EXERCISE DETAILS: At the line containing "Query: man in black jacket", begin retyping, and continue word for word until the records below run out.
**********
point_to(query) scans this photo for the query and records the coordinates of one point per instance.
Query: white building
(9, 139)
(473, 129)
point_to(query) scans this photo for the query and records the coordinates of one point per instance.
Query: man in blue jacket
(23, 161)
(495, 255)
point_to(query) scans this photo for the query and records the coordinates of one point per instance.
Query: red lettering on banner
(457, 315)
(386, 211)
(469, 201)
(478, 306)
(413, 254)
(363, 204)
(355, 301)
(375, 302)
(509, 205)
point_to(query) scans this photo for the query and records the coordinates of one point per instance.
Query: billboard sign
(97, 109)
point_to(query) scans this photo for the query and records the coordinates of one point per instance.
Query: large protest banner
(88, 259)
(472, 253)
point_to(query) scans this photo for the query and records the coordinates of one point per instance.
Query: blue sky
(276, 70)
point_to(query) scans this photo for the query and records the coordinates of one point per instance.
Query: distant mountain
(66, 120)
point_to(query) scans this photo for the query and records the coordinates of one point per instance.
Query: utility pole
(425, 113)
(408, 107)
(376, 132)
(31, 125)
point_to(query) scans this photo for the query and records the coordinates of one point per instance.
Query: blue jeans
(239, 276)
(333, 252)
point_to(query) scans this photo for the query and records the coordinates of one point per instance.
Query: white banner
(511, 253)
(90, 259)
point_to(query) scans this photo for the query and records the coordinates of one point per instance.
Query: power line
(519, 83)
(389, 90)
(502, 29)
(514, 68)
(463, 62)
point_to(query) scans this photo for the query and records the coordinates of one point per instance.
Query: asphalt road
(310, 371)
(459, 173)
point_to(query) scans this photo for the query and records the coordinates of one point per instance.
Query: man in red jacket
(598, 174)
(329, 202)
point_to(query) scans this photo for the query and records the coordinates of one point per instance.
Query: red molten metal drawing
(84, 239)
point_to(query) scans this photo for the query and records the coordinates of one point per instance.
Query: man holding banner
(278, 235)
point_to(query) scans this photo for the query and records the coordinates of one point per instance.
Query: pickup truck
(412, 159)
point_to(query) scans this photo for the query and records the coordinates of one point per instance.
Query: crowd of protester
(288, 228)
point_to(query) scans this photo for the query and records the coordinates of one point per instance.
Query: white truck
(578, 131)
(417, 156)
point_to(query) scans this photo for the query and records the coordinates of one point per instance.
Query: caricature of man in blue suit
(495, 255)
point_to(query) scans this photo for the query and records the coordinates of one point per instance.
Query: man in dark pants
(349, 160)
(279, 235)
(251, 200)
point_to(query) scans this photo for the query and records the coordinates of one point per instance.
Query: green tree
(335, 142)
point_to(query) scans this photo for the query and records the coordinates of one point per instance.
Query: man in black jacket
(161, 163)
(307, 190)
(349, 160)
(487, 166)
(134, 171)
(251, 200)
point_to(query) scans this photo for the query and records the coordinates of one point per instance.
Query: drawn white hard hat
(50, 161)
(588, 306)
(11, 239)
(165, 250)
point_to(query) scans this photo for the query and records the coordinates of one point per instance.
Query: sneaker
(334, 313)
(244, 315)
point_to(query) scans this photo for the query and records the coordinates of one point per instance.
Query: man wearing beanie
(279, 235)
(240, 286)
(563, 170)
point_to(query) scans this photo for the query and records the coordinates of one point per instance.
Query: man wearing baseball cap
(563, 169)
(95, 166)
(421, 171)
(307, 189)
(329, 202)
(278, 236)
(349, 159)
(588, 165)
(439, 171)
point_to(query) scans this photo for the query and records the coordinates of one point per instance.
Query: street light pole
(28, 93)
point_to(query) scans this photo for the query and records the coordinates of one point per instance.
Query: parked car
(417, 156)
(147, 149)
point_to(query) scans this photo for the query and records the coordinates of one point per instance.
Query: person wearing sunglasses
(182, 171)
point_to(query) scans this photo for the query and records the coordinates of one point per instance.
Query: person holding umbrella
**********
OUTPUT:
Query: man in black jacket
(161, 163)
(307, 190)
(349, 160)
(487, 166)
(134, 171)
(251, 200)
point_to(query) scans this photo for the query and records the coordinates of one point per instance.
Query: drawn white hard hat
(50, 161)
(588, 306)
(11, 239)
(165, 250)
point_to(query) scans this photo for the query and records the coordinates of one point per instance.
Query: sneaker
(334, 313)
(244, 315)
point_to(query) scans this photo for the query and records the coordinates of one point per instance.
Query: man wearing beanie
(279, 235)
(240, 286)
(563, 170)
point_to(query) scans this photo for the query and records the coordinates of one point per instance.
Query: man wearing baseball cap
(563, 169)
(95, 166)
(421, 171)
(307, 189)
(329, 202)
(278, 236)
(349, 159)
(588, 165)
(439, 171)
point_to(query) scans this photo for the query and records the coordinates of one point per instance.
Query: street light pole
(28, 93)
point_to(query) scans this photo for the query and records the coordinates of one point per instance.
Query: parked car
(417, 156)
(147, 149)
point_to(query) scans this photo for the query and records the coordinates of one point per instance.
Query: person wearing sunglasses
(182, 171)
point_to(query) scans this photo for the query and records the coordinates of one point per instance.
Query: person holding umbrella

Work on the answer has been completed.